* _THE INPUT_:
========

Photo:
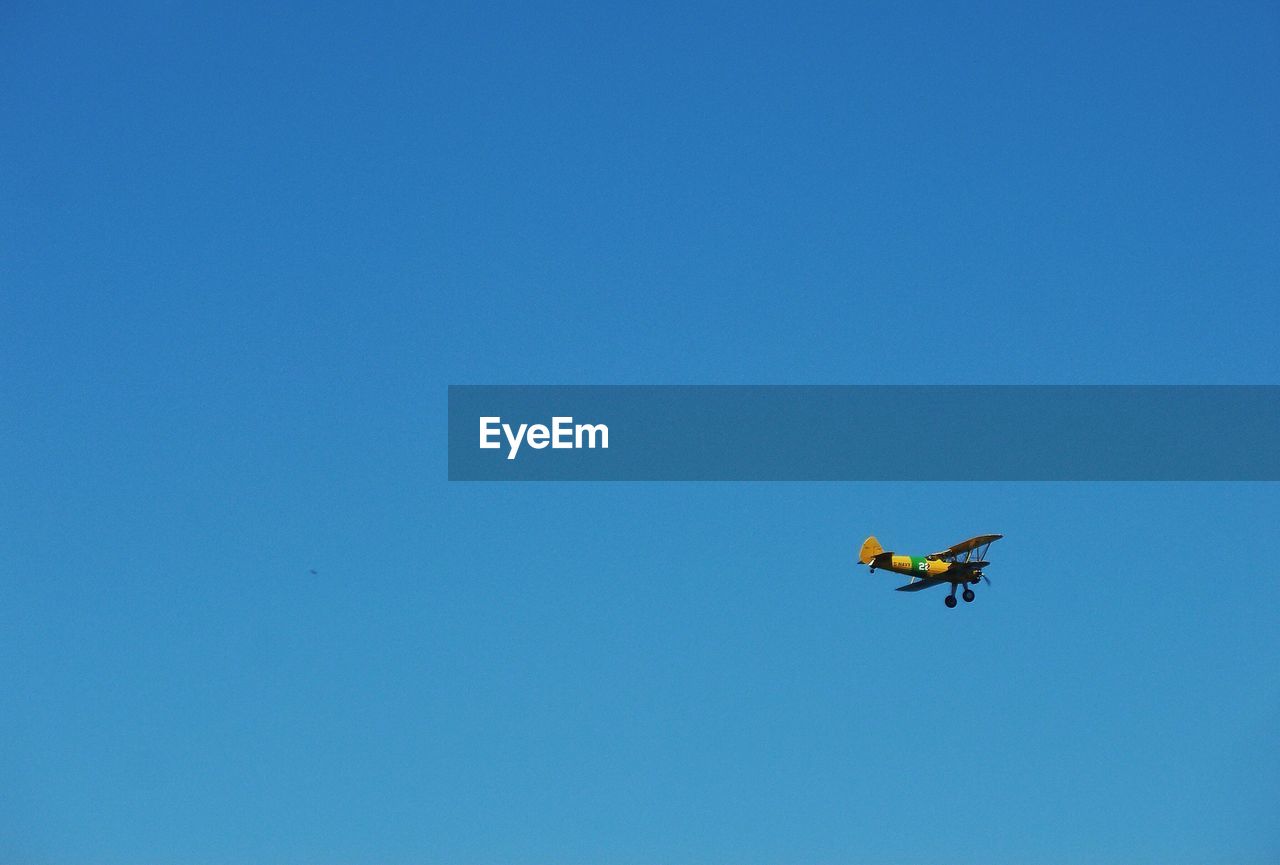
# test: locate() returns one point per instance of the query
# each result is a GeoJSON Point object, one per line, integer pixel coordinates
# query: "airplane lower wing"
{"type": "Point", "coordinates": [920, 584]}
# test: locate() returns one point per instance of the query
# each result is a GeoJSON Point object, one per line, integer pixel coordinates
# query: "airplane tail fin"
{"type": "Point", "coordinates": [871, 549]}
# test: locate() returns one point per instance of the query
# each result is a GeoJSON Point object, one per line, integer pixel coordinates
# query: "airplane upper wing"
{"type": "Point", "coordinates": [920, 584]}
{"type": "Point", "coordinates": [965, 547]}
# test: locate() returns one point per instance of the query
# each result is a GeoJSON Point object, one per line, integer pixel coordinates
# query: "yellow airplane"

========

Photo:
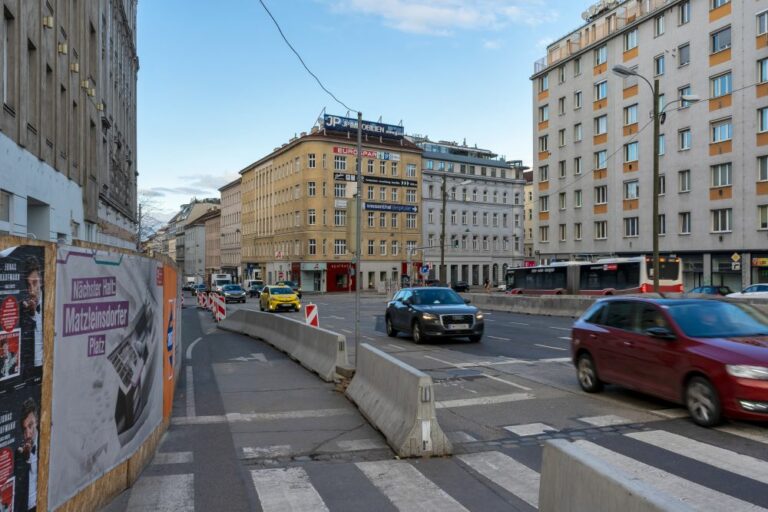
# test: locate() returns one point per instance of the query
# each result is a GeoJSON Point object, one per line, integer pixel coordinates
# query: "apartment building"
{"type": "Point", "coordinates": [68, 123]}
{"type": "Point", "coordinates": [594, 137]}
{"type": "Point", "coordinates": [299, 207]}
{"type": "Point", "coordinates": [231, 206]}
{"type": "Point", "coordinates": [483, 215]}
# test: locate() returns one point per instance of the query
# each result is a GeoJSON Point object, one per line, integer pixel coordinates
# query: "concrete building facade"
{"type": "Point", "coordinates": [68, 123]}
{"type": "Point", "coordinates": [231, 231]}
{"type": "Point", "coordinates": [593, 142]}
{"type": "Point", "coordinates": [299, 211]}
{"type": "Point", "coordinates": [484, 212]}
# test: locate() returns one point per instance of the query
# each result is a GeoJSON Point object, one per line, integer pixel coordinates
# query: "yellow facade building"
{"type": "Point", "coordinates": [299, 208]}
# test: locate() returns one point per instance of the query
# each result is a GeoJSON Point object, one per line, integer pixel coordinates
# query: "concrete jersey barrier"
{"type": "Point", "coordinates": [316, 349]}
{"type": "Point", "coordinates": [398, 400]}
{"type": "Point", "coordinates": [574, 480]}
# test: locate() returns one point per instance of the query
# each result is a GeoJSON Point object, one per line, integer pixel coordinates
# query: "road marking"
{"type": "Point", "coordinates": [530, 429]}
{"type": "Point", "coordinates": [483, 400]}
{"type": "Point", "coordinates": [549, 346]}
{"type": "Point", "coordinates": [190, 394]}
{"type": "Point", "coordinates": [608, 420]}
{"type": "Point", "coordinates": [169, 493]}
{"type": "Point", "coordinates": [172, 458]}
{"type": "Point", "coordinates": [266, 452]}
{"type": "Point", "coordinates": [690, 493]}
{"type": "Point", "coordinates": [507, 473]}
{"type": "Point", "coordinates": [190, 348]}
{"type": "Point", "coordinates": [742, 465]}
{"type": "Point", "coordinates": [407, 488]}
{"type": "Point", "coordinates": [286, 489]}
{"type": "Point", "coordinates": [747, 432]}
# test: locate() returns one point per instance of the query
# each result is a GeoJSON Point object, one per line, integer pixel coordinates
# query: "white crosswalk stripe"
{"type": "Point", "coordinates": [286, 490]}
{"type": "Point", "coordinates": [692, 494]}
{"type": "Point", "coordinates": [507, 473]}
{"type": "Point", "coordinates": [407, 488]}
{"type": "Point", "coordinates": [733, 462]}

========

* _PROMPT_:
List every line in the items above that contains the string "facade", copying each line in full. Case counts when matching.

* _COMPLETE OUTPUT_:
# query: "concrete building facade"
# query: "yellow facade building"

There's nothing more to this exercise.